||Photoplethysmographic Dynamic Errors of Fractional-Order Chaos Synchronization and Color Relational Analysis in Computer-assisted Diagnosis of Peripheral Arterial Disease
||Department of BioMedical Engineering
peripheral arterial disease
type 2 diabetes mellitus
ankle-brachial pressure index
dynamic error system
color relational analysis
support vector machine
wolf pack search
下肢週邊血管疾病 (週血管病；PAD) 是一種很普遍但又隱密不易診斷的疾病，主要是由動脈粥樣硬化血管內壁所造成，導致動脈閉塞而下肢壞疽。週血管病最主要的危險因子是第二型糖尿病，老化，和吸煙，但是其他包括高血壓、高膽固醇、和高同型半胱氨酸血症等也會增加週血管病的風險。
但是在無症狀期，目前只有杜普勒超音波和踝肱動脈血壓指數可以診斷週血管病。踝肱脈壓指數的弱點是操作不易、本質上易生誤差、和無法使用於相當程度硬化的血管；尤其是最後一項，更是他的致命傷，因為許多年長者、尿毒症和高血壓患者的下肢動脈是有嚴重的鈣化。即便如此，當前國際上的週血管病診斷參考標準，仍然是踝肱脈壓指數。這個方法把週血管病的嚴重程度分為正常、低度、和高度三種，根據各自的指數為 ≧ 0.9、(0.9， 0.5]、和 < 0.5。
光體積描計法 (photoplethysmography; PPG) 是一種光學的、非侵入性的技術，可以量測人體組織的血容量變化。目前臨床上被廣泛地應用於測量周邊血氧的飽和度合和心臟律動的相關參數。研究報告顯示週血管病患者因為長期的左右腳之間不等速的阻塞，造成兩腳之間的光體積波之傳輸時間差比健康人統計上有明顯的增長，非常具有診斷的價值。然而當代醫學仍舊缺乏診斷週血管病的光體積描計器。

SOURCE INFORMATION:
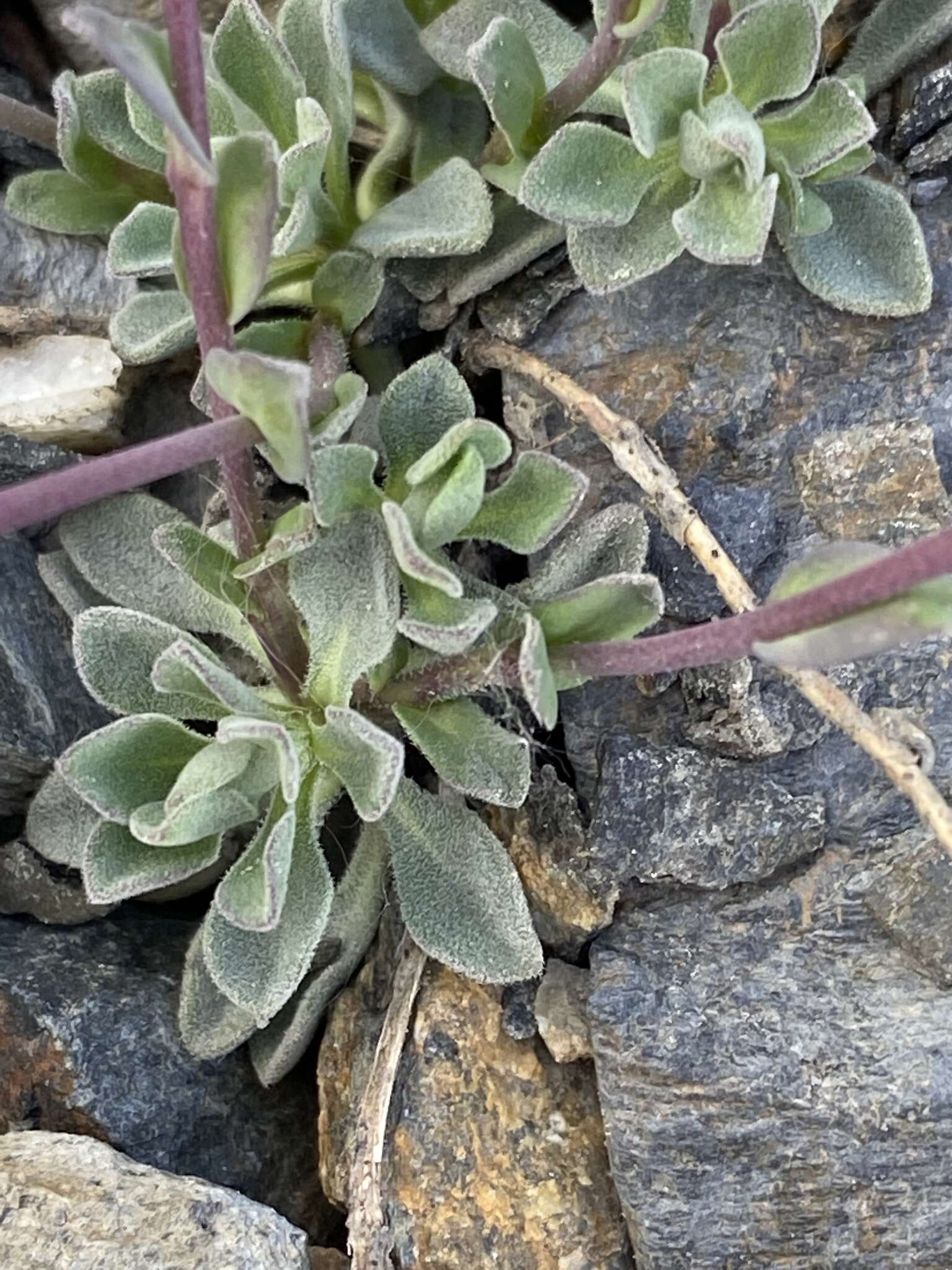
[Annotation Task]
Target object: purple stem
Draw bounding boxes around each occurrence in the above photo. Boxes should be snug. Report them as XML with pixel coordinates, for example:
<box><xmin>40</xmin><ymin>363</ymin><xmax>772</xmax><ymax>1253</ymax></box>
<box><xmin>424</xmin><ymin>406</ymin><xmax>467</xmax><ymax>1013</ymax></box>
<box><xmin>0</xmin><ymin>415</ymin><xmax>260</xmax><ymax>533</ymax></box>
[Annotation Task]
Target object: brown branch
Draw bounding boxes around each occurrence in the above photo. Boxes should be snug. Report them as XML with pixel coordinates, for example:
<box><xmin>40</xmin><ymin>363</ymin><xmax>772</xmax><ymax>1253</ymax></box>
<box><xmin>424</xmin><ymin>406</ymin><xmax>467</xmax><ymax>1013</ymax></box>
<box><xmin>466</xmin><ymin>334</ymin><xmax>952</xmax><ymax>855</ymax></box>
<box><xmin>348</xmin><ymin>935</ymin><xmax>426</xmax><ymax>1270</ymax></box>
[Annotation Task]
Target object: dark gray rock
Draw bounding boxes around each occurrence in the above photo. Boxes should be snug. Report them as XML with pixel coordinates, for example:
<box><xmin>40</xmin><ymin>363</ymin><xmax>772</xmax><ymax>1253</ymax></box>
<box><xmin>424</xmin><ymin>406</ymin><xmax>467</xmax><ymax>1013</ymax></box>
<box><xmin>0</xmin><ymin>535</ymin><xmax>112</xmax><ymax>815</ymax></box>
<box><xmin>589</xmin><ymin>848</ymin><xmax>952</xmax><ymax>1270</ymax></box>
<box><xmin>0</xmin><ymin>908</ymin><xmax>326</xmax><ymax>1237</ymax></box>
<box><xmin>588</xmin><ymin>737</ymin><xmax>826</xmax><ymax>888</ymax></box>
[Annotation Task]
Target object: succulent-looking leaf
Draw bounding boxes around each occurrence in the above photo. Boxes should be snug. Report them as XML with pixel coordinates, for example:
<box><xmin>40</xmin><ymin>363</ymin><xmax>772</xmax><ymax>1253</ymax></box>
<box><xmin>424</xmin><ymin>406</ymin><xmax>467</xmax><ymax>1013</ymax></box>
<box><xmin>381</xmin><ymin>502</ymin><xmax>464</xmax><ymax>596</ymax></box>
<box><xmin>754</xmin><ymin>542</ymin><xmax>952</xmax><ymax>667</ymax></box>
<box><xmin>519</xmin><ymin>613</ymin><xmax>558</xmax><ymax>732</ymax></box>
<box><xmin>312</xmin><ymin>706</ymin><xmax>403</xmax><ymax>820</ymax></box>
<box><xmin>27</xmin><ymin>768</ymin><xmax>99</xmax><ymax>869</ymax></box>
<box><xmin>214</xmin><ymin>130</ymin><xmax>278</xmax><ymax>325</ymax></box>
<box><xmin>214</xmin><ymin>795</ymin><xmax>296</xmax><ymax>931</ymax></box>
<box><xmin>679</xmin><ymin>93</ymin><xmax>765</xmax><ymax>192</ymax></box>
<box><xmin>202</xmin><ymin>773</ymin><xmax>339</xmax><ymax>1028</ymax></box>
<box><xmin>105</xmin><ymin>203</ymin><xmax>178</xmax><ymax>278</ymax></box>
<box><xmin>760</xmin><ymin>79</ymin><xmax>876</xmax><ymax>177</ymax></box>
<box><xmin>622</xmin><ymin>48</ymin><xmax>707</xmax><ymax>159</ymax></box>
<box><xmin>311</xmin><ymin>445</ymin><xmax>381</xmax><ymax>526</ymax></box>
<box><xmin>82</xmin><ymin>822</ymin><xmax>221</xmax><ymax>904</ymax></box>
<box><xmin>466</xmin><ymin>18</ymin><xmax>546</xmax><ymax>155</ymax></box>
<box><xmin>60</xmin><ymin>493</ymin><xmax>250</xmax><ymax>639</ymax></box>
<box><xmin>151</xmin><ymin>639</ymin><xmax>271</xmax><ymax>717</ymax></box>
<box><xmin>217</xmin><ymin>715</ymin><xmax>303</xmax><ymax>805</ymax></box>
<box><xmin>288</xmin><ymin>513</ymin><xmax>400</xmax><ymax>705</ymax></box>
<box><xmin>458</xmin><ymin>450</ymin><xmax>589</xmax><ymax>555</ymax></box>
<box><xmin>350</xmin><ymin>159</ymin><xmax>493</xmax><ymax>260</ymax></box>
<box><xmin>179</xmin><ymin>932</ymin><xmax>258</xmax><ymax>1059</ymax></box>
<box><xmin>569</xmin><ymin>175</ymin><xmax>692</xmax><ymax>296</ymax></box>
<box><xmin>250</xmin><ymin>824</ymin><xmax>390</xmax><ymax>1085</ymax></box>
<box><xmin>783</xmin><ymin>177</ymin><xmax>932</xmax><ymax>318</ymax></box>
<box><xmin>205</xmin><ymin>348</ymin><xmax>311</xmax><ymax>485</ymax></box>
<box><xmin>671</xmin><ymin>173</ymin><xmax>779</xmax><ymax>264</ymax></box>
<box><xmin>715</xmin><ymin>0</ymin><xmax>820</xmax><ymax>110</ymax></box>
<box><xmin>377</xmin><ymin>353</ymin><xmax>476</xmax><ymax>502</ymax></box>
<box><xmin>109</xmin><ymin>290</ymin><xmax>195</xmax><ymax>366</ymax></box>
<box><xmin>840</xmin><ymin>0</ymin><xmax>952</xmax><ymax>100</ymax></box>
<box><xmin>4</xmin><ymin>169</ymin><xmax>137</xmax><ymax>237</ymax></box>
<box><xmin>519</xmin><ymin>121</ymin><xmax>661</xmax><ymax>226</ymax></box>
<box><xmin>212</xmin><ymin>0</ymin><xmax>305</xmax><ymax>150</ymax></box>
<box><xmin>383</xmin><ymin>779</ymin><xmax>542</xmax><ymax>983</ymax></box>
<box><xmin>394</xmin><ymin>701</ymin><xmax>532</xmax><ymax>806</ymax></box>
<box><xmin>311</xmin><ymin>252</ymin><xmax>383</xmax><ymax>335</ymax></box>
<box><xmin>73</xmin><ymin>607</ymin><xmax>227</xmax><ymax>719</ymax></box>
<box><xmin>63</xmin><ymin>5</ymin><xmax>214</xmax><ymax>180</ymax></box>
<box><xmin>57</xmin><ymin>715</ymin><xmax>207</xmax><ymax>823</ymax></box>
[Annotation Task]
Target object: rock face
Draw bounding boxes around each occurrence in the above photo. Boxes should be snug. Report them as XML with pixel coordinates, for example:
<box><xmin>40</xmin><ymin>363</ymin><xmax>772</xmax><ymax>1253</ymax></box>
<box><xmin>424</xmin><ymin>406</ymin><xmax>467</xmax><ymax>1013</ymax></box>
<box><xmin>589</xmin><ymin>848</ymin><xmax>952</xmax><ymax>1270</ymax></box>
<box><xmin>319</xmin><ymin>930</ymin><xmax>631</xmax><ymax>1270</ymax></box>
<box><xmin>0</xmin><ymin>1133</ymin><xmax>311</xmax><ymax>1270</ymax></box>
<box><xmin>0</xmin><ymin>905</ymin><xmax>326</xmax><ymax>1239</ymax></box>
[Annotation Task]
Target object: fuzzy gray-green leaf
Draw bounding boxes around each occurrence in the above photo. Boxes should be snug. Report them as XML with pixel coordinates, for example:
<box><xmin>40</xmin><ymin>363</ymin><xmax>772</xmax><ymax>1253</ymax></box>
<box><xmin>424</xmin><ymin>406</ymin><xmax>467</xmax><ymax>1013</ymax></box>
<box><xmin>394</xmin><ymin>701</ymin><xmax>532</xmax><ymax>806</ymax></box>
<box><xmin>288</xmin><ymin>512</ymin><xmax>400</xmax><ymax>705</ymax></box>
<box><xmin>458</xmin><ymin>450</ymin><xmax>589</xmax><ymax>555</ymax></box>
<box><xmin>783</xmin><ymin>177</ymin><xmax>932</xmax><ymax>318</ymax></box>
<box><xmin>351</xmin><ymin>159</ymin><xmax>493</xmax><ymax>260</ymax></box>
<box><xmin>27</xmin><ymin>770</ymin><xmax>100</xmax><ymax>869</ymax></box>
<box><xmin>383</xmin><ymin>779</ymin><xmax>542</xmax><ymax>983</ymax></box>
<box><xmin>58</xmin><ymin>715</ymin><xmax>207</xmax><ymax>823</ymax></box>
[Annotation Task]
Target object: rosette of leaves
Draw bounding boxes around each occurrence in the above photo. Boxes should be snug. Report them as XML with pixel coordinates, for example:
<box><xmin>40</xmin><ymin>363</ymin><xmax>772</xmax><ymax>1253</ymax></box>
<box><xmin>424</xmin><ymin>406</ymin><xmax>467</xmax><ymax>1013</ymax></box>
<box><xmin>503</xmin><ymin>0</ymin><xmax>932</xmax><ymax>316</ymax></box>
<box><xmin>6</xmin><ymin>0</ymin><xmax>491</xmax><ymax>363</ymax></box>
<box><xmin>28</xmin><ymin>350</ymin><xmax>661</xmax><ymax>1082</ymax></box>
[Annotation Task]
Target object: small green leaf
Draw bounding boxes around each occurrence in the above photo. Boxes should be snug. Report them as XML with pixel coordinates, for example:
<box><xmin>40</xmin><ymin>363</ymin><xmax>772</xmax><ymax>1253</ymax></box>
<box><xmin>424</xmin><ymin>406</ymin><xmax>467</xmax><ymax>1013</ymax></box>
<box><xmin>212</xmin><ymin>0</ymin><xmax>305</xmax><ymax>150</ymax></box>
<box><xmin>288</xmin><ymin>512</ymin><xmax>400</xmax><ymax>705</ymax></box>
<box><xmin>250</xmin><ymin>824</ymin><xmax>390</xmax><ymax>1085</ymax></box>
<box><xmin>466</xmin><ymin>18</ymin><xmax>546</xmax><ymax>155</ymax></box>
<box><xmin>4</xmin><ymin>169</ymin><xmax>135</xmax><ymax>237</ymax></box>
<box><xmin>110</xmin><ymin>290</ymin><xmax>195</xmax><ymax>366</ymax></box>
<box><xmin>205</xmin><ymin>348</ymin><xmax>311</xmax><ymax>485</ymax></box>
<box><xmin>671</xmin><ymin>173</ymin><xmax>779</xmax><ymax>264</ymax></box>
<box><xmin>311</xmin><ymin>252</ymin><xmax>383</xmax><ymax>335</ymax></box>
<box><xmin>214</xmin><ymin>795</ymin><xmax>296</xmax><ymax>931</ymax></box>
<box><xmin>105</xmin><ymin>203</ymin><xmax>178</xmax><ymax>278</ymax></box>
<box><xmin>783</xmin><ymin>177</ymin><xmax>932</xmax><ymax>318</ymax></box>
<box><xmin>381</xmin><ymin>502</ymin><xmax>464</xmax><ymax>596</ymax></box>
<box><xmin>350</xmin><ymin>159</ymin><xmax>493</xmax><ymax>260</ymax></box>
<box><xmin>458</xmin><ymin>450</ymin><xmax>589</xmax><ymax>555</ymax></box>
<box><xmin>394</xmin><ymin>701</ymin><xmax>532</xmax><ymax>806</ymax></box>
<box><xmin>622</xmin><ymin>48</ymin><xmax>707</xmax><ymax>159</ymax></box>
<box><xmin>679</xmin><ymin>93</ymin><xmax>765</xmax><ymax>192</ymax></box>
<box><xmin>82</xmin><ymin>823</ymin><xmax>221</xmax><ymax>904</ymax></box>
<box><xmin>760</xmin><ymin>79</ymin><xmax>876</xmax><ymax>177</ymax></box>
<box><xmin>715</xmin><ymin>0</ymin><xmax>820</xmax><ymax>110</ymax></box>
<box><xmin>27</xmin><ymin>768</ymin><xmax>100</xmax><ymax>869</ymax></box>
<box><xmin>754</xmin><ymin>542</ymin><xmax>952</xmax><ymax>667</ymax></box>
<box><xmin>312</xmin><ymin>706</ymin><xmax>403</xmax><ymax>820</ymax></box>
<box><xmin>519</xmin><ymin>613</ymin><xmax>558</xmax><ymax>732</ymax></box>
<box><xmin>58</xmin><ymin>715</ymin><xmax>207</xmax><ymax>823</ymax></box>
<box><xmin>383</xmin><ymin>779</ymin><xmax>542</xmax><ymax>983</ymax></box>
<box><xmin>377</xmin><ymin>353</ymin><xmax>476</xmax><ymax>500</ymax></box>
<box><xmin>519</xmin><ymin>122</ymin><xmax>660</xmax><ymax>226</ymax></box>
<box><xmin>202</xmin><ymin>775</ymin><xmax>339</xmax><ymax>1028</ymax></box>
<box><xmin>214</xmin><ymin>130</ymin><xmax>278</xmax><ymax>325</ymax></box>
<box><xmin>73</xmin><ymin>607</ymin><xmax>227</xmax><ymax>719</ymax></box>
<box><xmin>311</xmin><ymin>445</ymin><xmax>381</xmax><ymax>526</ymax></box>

WHAT YOU WILL DO: Pick up the abstract on diagnosing peripheral arterial disease after its last sentence and keep writing it.

RESPONSE TO THIS EXERCISE:
這篇論文的首要目的是開發電腦輔助的診斷儀器以幫助週血管病的早期診斷和追蹤評估。第一個試驗是利用光體積描計器結合分數階混沌同步所建構的動態誤差和分類技術，紀錄25個健康的成年人和有週血管病的糖尿病人的光體積描計信號。這11名健康成年人和14例糖尿病患者，依據踝肱血壓指數區分週血管病的嚴重程度為正常、低度、和高度三種。參考心電圖R波計算 △PTTPp、△PTTf和△RT三種參數，並應用陳李氏混沌系統計算其分數階動態誤差。之後再應用彩色模型(Hue-Saturation-Value) 進行彩色關係分析 (color relational analysis)，精準有效地的執行這三種週血管病嚴重度的分類。
在第二個試驗中，總共紀錄15名健康人及17例糖尿病而且有週血管病的患者進行光體積描計信號。這次的分類採用支持向量機 (support vector machine) 作為分類器，並且進行狼群搜索 (wolf pack search) 最佳化以取得必要的參數。也是精確有效地完成分類。比較人工神經網絡和其他機器學習技術，這兩種方法需要的參數、訓練時間、訓練資訊量、和統計複雜性都比較少，而且參數的調整也比較不會落入區域性極值的圈套。因此，發展一套以光體積描計法為基礎的週血管病電腦輔助診斷系統是非常具有潛力的。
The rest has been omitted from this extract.